**Aim of the exercise:** Please retype only the lines below that run from the one containing "point_to reports the position of each instance of the snake body" through the last line, both included, without altering a word.

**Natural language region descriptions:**
· · · · · · ·
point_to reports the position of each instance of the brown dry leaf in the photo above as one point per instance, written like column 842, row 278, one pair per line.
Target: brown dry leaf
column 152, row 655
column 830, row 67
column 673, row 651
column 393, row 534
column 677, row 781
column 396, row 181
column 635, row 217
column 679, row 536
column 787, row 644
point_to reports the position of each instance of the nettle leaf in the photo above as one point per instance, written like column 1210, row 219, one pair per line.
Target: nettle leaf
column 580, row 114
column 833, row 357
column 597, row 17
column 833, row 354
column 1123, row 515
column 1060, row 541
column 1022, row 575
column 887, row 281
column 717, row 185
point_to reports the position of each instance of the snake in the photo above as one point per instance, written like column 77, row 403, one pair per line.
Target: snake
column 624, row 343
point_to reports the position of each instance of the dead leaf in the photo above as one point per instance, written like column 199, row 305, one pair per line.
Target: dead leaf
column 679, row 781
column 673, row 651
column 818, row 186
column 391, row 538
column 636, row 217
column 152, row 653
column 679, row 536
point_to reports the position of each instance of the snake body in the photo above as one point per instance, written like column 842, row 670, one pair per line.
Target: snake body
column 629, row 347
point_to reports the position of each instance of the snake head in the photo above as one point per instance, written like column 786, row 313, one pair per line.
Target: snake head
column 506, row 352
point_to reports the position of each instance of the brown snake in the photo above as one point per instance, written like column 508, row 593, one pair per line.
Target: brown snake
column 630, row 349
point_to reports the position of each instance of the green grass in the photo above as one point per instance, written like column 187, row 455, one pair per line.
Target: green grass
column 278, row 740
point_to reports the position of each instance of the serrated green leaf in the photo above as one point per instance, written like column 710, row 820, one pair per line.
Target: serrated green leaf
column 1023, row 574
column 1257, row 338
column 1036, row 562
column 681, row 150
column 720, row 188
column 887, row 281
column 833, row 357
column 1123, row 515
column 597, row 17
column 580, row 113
· · · · · · ·
**Final answer:**
point_to reports the position of each instance of the snake body in the photo above as one point per instance, written like column 842, row 670, one pair per line.
Target: snake body
column 629, row 347
point_to reports the position of each instance of the snake head in the photo above as one point per instance, written like column 786, row 313, one pair per line.
Target: snake head
column 506, row 352
point_to reports the position of each instance of the brown snake in the photo above as one point per instance, written like column 508, row 593, one pair per line.
Target: brown snake
column 630, row 349
point_to reports the position of each instance of the green grass in the photo above as one point per instance, written like column 187, row 455, one pair per line.
Target: green grass
column 278, row 740
point_to reports the position of each instance of the serrated green leaf in the photo above as one point per instance, written like column 710, row 820, one pair per line.
Target: serrated green leaf
column 1023, row 574
column 1257, row 338
column 1036, row 562
column 681, row 150
column 720, row 188
column 887, row 281
column 833, row 357
column 1123, row 515
column 597, row 17
column 580, row 113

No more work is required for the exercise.